_Set task_
Could you transcribe all of the data below line for line, leaving the pictures out?

(A run of records)
================
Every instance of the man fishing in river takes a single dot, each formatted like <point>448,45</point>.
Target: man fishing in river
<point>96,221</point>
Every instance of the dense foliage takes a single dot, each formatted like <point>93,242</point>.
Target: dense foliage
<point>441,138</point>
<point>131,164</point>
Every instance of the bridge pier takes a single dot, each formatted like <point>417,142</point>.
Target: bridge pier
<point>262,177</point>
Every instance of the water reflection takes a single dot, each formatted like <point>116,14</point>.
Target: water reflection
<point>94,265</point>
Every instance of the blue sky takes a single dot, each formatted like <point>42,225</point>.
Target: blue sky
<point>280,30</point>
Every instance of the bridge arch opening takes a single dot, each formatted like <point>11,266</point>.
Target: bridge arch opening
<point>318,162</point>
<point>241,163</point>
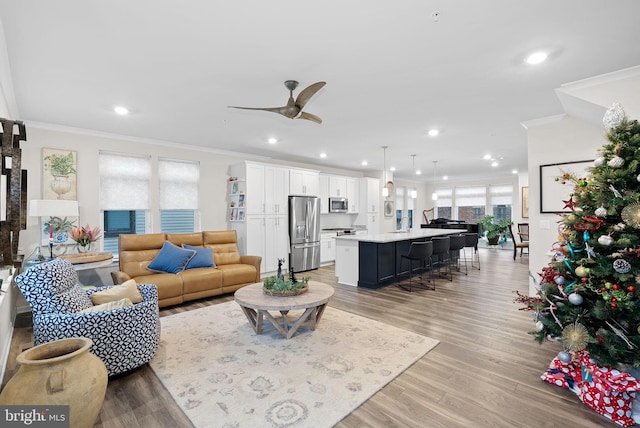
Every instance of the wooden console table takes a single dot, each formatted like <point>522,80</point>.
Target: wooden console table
<point>256,306</point>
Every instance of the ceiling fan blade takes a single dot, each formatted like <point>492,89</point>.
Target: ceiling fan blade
<point>308,92</point>
<point>279,110</point>
<point>309,116</point>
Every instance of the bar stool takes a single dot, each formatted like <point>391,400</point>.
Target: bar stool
<point>472,242</point>
<point>420,252</point>
<point>457,243</point>
<point>441,249</point>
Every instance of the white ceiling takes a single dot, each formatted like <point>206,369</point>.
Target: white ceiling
<point>392,73</point>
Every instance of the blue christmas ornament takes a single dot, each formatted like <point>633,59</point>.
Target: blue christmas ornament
<point>575,299</point>
<point>564,356</point>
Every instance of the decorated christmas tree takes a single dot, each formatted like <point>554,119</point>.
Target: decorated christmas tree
<point>588,296</point>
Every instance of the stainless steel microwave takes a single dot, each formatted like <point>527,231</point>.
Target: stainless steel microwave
<point>338,205</point>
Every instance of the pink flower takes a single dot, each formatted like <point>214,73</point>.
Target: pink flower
<point>85,235</point>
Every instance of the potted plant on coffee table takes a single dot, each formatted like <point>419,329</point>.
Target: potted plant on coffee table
<point>495,231</point>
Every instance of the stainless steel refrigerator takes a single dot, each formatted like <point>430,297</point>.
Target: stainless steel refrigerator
<point>304,232</point>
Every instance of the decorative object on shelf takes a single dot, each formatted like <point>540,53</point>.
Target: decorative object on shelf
<point>60,372</point>
<point>59,168</point>
<point>279,286</point>
<point>84,237</point>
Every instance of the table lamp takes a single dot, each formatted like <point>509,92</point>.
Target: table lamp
<point>52,208</point>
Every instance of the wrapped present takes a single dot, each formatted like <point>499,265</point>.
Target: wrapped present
<point>608,391</point>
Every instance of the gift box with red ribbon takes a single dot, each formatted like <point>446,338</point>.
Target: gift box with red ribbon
<point>608,391</point>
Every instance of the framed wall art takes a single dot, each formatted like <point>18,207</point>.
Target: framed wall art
<point>388,208</point>
<point>552,190</point>
<point>59,179</point>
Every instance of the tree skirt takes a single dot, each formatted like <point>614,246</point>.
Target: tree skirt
<point>222,374</point>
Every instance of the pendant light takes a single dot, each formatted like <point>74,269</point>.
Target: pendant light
<point>434,195</point>
<point>385,189</point>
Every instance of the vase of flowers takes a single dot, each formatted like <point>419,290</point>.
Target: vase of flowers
<point>85,237</point>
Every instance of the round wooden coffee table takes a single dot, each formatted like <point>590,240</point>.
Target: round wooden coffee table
<point>256,306</point>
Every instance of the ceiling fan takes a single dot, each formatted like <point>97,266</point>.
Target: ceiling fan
<point>293,109</point>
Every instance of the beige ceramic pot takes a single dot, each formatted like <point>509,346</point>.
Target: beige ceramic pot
<point>62,372</point>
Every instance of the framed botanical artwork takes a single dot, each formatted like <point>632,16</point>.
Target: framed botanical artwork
<point>554,193</point>
<point>59,178</point>
<point>388,209</point>
<point>59,182</point>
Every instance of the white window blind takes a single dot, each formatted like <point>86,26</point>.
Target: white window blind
<point>470,196</point>
<point>125,181</point>
<point>179,182</point>
<point>445,198</point>
<point>501,195</point>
================
_The output_
Every instance of the man fishing in river takes a single dot, each formatted like <point>448,45</point>.
Target: man fishing in river
<point>96,221</point>
Every instance of the dense foliage takes a single dot, each formatted like <point>93,242</point>.
Target: dense foliage
<point>441,138</point>
<point>131,164</point>
Every instance of the bridge pier takes a single dot, each formatted like <point>417,142</point>.
Target: bridge pier
<point>262,177</point>
Every instance of the water reflection takes a single dot, each formatted like <point>116,14</point>.
Target: water reflection
<point>94,265</point>
Every instance of the blue sky takes a single dot, each formatted like <point>42,225</point>.
Target: blue sky
<point>280,30</point>
Every instance of the bridge arch opening takes a single dot, each formatted like <point>11,266</point>.
Target: bridge arch opening
<point>318,162</point>
<point>241,163</point>
Every instance of the wooden console table takes a single dot, each formatted like <point>522,80</point>.
Target: wooden console table
<point>256,306</point>
Every instance of the ceiling fan blade takes a single dot, each formatted like <point>492,89</point>.
Target: ceiling fan blade
<point>308,92</point>
<point>279,110</point>
<point>309,116</point>
Every instance of the bar stool takes a single dot, each formatted like <point>391,400</point>.
Target: bar stool
<point>472,242</point>
<point>420,252</point>
<point>457,243</point>
<point>441,249</point>
Every instance of the white ceiling takes a single dot, each formatted like <point>206,369</point>.
Target: white ceiling
<point>392,73</point>
Every instance of the blue christmas ornament takes a single dot, each formatted like <point>633,59</point>.
Target: blue christmas ornament
<point>575,299</point>
<point>564,356</point>
Every instance of the decorated christmas tree takes a single dot, each formatted like <point>554,119</point>.
Target: decorated christmas tree
<point>588,296</point>
Every instance of the stainless steel microwave takes a single dot, each formatted like <point>527,231</point>.
Target: stainless steel microwave
<point>338,205</point>
Every instance of the pink flower takes a single dot, each formatted like <point>214,73</point>.
Target: pink flower
<point>85,235</point>
Every instance of the potted plant on coffee table takes a single dot, each formatted like <point>419,329</point>.
Target: potted plant on coffee table
<point>495,231</point>
Every instance of the stainless steel refrigerator takes a single dot, each formatted like <point>430,297</point>.
Target: stainless steel refrigerator
<point>304,232</point>
Every instance of the decorative object on shelf takes a single dot, each formatted like <point>540,53</point>.
Target: decorative object on shelf
<point>60,372</point>
<point>59,168</point>
<point>279,286</point>
<point>84,237</point>
Every instance of the table lamp takes a single dot, each formatted like <point>509,92</point>.
Target: table lamp
<point>52,208</point>
Every instance of the wrapped present takes a single dot, each formatted like <point>499,265</point>.
Target: wrapped present
<point>608,391</point>
Every instance of the gift box with red ribbon takes a single dot, each formatted like <point>446,338</point>.
Target: gift box with red ribbon
<point>608,391</point>
Every instance of the framed wall art takes a single dot, each formatted like <point>18,207</point>.
Target: framed wall art
<point>388,208</point>
<point>552,190</point>
<point>59,179</point>
Every instance of the tree skirt takes a single dot, each formatted like <point>614,246</point>.
Target: tree skirt
<point>222,374</point>
Every instance of the pendant light takes a single dot, each formatted like <point>74,269</point>.
Target: pendant light
<point>434,195</point>
<point>385,189</point>
Every instance of the vase of flowers takes a single dot, each formatted like <point>419,290</point>.
Target: vase of flowers
<point>85,237</point>
Every instance of the round wooden coffee table takes a single dot, each formatted like <point>590,240</point>.
Target: round wooden coffee table
<point>256,306</point>
Every instance of the ceiling fan takes a single dot, each formatted like <point>97,266</point>.
Target: ceiling fan
<point>293,109</point>
Every instance of the beige ceramic pot takes a single dot, each formatted like <point>509,346</point>.
Target: beige ceramic pot
<point>62,372</point>
Every instance of the framed botanical artwork takes a single dot, each formatted like <point>632,16</point>.
Target: framed botanical artwork
<point>554,193</point>
<point>59,178</point>
<point>388,209</point>
<point>59,182</point>
Every instance of the white window blind takes a single dot, each formatted like <point>86,26</point>.
Target: white window blind
<point>470,196</point>
<point>125,181</point>
<point>179,182</point>
<point>445,198</point>
<point>501,195</point>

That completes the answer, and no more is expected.